### REQUIREMENT 1
In the text on the Great Plague of London, what official death toll was given?
### REQUIREMENT 2
Pick up the text on the Great Plague of London and continue it from its final sentence.
*** TEXT SEGMENT Section Begins ***
WHAT’S THE STORY?

RECENTLY we told you about the outbreak of bubonic plague that killed half the population of Marseilles in 1720, but 55 years earlier the City of London was hit by plague at a time when the city was crowded, unsanitary and downright disease-ridden, making perfect conditions for bubonic plague to spread and kill.

By the time the Great Plague of London was mostly over in 1666, around a quarter of the population of 400,000 were thought to have died. No one knew the exact figures but the official death toll was put at 69,000 – a figure that some experts fear the current pandemic will reach in the whole of the UK. With London having been the biggest of the centres of the coronavirus pandemic in Britain, there are obvious parallels with 1665, as we shall see.

WAS IT THE WORST-EVER PLAGUE TO HIT LONDON?

POSSIBLY. We told you recently how bubonic plague originated in China around the time of Christ but only came west when merchants started to trade with China in the late 13th century.
*** TEXT SEGMENT Section Ends ***
*** DATA SUPPLIED Section Begins ***
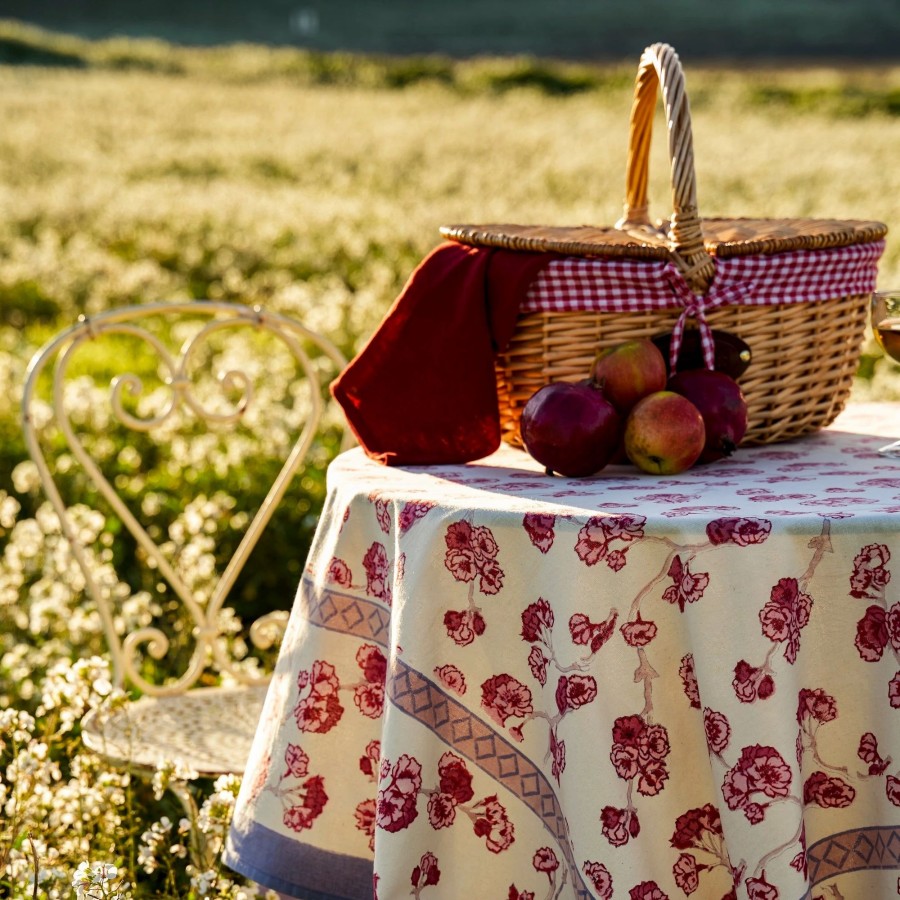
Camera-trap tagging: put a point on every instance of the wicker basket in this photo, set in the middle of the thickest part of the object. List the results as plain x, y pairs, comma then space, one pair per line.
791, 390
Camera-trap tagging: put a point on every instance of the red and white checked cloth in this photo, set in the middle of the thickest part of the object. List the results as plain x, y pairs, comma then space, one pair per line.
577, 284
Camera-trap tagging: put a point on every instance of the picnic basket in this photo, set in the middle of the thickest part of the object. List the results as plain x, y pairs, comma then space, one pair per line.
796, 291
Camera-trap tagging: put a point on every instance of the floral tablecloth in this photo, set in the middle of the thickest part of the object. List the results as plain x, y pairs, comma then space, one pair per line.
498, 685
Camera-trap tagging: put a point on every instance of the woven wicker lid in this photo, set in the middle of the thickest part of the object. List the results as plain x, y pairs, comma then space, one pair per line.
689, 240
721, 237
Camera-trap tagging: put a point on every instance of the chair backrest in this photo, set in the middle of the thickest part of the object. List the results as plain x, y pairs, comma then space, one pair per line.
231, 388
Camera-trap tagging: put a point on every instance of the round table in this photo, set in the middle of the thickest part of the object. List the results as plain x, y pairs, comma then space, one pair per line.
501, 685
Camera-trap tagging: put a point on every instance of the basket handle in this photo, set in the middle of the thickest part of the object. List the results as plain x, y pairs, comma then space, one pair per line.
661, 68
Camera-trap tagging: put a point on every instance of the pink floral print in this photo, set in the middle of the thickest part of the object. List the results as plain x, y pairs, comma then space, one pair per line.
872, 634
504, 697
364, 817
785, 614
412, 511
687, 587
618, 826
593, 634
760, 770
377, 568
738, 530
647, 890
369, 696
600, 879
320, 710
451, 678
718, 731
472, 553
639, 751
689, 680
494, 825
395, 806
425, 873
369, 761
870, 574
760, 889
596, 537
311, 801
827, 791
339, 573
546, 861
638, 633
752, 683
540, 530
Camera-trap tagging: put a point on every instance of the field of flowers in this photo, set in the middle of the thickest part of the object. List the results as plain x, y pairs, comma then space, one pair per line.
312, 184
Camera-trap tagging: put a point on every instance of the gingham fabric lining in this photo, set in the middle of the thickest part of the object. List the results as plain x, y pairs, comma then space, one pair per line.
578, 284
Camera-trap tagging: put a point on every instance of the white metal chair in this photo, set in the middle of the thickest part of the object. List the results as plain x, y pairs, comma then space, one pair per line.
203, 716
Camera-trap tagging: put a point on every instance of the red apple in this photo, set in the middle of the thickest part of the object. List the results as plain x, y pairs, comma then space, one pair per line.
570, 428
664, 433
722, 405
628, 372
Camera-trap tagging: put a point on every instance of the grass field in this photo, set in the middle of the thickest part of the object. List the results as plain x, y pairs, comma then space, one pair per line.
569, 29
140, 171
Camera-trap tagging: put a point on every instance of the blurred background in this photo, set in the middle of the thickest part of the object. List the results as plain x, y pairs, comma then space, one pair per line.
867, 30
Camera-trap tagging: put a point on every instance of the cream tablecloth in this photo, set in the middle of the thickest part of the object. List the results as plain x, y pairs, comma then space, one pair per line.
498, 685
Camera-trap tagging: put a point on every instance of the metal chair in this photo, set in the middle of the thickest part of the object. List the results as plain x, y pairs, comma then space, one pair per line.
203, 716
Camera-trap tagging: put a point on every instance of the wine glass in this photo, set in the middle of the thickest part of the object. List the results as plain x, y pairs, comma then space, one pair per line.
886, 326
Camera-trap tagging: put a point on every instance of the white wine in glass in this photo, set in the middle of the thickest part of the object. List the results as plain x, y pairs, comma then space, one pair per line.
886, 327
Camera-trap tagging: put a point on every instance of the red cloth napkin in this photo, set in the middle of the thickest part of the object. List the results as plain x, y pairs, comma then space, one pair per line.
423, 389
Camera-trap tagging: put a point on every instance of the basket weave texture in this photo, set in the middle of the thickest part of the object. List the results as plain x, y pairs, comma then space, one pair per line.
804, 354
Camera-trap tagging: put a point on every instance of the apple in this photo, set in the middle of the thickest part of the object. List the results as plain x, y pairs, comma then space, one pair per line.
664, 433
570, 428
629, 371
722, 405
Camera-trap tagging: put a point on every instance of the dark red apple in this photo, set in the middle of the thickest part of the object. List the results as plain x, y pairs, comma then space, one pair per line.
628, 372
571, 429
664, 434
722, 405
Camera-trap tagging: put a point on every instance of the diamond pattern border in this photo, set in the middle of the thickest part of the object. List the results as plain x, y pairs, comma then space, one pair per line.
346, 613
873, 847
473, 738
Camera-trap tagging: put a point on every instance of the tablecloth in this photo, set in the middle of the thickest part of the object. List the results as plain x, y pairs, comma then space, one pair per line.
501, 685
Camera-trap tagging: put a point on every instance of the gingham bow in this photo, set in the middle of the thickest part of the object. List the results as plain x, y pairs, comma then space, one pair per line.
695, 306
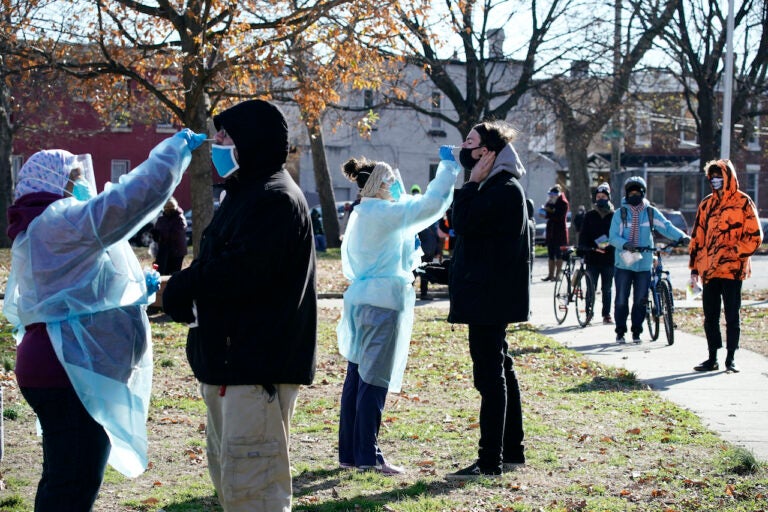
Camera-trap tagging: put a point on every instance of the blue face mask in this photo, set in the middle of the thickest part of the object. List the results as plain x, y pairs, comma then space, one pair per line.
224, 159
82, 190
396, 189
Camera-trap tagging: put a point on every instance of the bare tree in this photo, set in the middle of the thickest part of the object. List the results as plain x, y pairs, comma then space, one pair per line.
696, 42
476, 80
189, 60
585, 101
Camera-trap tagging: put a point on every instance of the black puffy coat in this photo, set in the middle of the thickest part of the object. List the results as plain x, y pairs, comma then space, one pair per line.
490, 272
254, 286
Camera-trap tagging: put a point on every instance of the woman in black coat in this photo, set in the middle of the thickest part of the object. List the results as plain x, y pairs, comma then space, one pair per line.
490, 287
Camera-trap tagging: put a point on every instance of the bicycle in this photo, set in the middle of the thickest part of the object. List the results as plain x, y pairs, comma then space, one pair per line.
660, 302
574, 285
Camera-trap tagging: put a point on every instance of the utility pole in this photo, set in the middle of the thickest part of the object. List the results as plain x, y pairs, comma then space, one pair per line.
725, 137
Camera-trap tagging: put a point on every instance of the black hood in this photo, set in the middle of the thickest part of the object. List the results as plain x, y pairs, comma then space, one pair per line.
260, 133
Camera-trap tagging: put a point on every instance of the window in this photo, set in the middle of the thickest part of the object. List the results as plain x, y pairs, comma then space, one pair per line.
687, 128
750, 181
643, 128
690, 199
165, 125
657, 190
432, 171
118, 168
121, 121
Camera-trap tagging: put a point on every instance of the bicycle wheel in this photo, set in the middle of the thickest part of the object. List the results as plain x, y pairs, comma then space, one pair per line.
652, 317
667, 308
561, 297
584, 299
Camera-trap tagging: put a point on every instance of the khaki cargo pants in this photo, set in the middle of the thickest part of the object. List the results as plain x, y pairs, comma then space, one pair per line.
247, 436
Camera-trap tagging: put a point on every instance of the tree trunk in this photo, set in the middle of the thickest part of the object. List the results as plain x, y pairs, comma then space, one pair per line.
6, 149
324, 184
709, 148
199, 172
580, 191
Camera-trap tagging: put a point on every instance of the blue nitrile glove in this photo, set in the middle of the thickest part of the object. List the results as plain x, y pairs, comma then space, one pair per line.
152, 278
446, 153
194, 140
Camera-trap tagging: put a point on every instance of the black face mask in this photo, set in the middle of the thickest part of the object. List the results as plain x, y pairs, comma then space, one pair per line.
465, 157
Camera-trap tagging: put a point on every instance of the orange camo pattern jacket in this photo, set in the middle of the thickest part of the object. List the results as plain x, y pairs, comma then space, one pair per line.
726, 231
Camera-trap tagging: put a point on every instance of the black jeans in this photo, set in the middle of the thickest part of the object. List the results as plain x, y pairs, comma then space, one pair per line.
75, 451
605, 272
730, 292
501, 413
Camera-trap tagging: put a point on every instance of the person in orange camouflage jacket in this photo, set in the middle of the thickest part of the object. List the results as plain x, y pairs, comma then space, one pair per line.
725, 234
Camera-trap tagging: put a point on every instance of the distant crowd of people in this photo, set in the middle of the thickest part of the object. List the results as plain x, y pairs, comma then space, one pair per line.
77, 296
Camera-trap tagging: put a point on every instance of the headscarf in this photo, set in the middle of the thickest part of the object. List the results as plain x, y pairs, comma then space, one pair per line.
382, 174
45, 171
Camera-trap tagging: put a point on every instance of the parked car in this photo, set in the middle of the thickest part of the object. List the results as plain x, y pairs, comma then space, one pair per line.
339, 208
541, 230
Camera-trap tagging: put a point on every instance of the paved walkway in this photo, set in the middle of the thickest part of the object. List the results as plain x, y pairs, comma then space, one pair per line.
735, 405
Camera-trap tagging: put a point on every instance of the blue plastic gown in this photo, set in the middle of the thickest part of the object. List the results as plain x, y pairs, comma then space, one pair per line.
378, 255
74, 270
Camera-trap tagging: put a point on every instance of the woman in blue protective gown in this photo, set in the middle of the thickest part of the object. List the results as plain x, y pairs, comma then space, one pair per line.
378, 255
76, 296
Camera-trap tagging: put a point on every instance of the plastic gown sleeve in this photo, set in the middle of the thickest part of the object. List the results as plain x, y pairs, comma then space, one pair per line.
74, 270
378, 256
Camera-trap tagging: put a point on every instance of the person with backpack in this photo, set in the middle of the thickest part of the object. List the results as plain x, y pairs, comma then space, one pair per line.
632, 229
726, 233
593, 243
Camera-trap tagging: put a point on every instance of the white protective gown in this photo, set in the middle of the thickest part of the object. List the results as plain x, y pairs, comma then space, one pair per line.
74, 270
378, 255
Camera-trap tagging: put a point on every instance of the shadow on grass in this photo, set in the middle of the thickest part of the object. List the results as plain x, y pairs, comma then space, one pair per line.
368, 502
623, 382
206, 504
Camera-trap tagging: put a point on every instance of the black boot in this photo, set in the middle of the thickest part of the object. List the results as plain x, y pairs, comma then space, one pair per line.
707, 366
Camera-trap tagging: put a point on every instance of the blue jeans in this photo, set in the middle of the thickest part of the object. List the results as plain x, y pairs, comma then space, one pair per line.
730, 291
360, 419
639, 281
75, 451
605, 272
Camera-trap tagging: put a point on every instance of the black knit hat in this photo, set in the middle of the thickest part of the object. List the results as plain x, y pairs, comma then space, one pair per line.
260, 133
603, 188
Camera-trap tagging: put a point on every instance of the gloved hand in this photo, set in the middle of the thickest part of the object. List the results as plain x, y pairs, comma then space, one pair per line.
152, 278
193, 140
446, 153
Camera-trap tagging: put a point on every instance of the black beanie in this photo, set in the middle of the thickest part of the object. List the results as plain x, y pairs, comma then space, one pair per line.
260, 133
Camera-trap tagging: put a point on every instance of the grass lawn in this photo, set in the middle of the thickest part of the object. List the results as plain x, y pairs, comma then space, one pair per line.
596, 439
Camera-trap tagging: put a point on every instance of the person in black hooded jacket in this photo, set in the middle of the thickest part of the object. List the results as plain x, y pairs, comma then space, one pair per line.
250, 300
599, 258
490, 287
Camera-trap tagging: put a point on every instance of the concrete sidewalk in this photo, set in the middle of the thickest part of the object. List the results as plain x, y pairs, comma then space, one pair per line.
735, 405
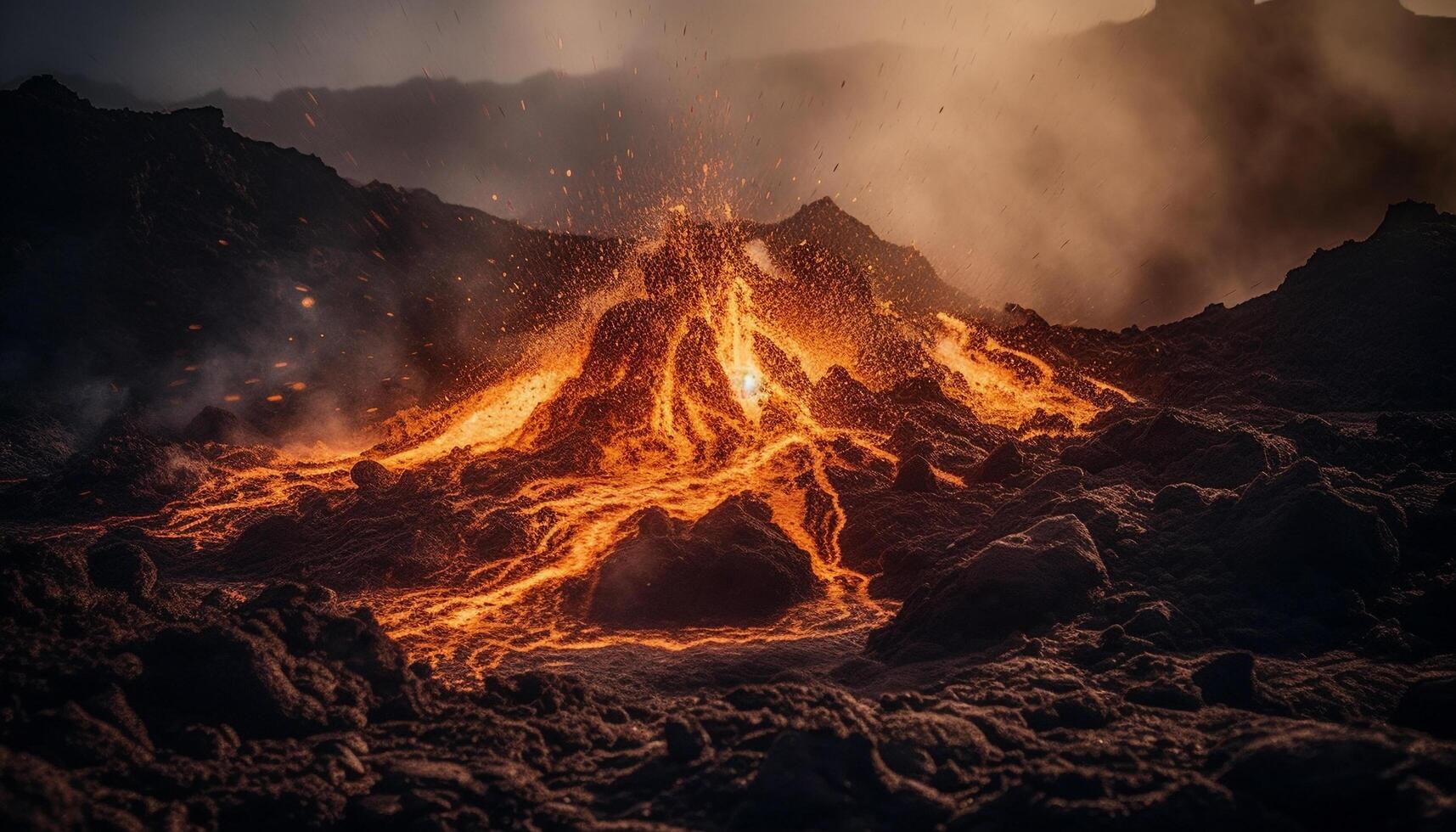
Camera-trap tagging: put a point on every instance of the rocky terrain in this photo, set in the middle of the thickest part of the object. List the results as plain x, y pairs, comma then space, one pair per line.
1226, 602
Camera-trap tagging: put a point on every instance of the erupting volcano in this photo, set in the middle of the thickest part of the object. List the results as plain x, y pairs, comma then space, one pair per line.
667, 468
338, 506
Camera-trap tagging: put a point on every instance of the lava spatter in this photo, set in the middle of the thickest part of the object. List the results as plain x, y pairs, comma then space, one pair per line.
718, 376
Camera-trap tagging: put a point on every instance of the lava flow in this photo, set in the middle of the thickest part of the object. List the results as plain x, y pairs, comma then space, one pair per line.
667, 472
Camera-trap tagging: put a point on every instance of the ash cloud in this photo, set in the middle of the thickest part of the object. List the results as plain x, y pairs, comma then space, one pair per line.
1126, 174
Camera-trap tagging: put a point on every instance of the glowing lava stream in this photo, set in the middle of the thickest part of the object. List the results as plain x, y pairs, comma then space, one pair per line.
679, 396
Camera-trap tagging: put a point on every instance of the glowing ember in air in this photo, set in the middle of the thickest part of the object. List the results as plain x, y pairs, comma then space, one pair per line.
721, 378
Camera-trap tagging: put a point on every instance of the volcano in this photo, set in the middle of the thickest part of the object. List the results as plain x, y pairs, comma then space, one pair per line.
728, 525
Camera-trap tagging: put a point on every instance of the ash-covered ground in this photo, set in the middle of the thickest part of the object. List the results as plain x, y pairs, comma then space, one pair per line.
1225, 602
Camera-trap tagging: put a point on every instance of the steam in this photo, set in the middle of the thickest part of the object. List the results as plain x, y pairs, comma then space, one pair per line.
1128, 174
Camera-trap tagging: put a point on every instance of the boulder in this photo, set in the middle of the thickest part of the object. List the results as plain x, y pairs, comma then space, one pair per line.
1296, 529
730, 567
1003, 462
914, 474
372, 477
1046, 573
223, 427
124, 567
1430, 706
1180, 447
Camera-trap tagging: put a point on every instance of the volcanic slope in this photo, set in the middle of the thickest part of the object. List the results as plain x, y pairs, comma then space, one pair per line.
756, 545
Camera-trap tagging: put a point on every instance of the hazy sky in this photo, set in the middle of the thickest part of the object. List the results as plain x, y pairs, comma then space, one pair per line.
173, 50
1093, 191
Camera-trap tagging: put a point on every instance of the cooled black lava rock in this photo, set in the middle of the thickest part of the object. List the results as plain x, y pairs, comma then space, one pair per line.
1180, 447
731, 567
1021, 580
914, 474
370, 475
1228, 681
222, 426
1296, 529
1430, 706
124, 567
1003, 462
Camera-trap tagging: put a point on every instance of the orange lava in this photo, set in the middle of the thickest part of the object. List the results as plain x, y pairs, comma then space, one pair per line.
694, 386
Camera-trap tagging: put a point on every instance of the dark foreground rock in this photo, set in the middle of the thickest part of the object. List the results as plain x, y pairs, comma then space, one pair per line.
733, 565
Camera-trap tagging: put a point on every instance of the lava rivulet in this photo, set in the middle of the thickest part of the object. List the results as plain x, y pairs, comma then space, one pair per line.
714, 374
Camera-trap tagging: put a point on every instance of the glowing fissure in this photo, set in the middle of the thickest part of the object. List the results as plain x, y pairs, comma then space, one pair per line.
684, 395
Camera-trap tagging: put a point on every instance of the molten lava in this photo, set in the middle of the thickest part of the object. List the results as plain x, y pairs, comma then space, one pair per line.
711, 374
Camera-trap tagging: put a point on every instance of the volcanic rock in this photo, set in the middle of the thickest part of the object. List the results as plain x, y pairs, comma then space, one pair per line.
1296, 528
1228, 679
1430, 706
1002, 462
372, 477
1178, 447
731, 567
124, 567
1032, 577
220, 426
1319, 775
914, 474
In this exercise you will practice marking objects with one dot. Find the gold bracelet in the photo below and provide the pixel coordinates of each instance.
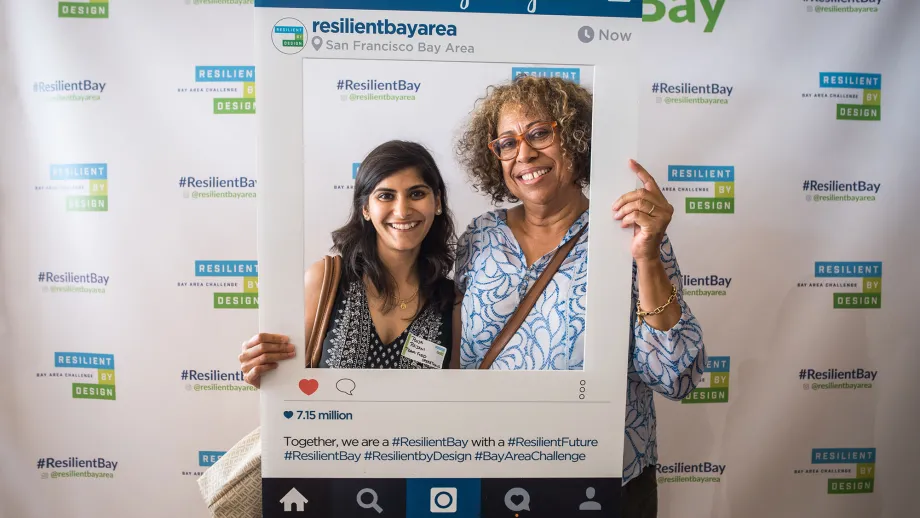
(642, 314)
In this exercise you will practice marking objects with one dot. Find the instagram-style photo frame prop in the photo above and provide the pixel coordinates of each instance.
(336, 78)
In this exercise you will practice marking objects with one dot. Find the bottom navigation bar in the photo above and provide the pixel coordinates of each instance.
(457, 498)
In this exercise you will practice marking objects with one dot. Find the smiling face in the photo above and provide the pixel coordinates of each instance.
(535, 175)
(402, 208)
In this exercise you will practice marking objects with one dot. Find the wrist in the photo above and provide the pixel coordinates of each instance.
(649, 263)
*** DATA SUPPLIED Section Ends ***
### RESPONSE 1
69,000

### RESPONSE 2
Rats infected with fleas carrying the plague organism yersinia pestis arrived in the Mediterranean, and the Black Death, as it soon became known, spread swiftly around Europe from 1348 onwards. Modern research shows that between 30% and 50% of the entire population of Europe died from plague in that first great pandemic and London was very hard hit – modern research indicates that half of the city’s 70,000 people died.

From 1348 to the Great Plague of 1665 there were about 20 outbreaks of bubonic and other forms of plague that affected London, killing up to 20% of the citizens on some occasions. By 1665, Londoners knew what to do when plague arrived – pray and hope for the best.

Only royalty and the rich could afford to take what might be called the Cummings way out.

They would head for the countryside far from the city, returning only when the plague had abated.

WHAT HAPPENED?

THE 1665 outbreak began in a poor area of the city’s suburbs known as St Giles. It spread from there to all parts of London and its environs, and with no cure or even a palliative treatment, tens of thousands died in agony and often in isolation.

A record of the time described its advent: “In May it burst forth with frightful violence in St Giles, and, spreading over the adjoining parishes, soon threatened both Whitehall and the city.”

Early on in the outbreak, London’s thriving theatres and other public entertainments, such as “sports” like bear-baiting, were banned to stop the disease spreading. Sound familiar?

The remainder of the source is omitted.